=== Begin Enclosure ===

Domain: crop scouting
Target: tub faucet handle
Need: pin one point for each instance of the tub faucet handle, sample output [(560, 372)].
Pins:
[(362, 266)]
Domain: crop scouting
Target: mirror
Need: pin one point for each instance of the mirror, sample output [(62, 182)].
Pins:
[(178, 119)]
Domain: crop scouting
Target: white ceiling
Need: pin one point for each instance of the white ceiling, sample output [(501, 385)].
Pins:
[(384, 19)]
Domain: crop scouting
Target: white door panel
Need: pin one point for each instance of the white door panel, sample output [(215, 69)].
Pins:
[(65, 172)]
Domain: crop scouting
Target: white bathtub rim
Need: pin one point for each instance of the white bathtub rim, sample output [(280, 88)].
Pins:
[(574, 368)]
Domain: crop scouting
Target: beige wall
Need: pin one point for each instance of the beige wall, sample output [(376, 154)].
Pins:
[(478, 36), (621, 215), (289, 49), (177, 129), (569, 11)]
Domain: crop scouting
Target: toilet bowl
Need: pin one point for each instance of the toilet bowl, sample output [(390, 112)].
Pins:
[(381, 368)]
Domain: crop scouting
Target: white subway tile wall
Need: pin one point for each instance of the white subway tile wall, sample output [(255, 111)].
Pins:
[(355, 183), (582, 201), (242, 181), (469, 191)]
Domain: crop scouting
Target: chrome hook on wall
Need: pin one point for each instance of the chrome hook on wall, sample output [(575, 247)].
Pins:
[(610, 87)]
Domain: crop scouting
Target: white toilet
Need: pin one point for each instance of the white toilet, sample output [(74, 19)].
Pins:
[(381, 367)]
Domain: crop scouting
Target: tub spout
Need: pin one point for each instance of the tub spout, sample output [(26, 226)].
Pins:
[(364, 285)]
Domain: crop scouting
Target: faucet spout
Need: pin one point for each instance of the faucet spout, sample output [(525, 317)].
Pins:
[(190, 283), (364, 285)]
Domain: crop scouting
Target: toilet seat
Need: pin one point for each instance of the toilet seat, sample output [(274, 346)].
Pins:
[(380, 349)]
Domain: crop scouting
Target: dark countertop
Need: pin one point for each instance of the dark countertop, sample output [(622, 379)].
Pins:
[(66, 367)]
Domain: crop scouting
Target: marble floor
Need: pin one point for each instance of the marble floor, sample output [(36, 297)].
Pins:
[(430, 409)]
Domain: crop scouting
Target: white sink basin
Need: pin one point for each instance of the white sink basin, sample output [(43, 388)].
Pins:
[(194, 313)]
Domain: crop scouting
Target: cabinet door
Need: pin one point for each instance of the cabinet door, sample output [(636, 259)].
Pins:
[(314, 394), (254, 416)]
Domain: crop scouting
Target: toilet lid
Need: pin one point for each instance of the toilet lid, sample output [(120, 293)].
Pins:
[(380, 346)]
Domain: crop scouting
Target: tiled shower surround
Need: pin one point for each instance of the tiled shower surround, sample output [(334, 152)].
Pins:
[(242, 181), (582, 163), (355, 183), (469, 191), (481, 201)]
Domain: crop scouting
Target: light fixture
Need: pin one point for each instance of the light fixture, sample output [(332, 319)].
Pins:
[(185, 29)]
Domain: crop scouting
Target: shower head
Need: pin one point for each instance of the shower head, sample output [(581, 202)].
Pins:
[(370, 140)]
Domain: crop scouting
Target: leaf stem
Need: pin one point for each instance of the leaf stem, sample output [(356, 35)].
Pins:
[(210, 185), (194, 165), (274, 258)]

=== End Enclosure ===

* _Instructions to follow_: The lines running from the start of the data through the one that contains "Target: white door panel" should be reproduced exactly, and only those.

* _Reply to the exercise_:
Domain: crop scouting
Target: tub faucet handle
Need: pin one point for each instance of the tub faucet handle, sample output [(560, 372)].
Pins:
[(362, 266)]
Domain: crop scouting
Target: mirror
Need: pin one point for each instance of the mirror, sample output [(62, 182)].
Pins:
[(178, 119)]
Domain: crop scouting
Target: white ceiling
Need: pin one point for each instance of the white ceiling, sample output [(501, 385)].
Pins:
[(384, 19)]
Domain: crop scouting
Target: white door panel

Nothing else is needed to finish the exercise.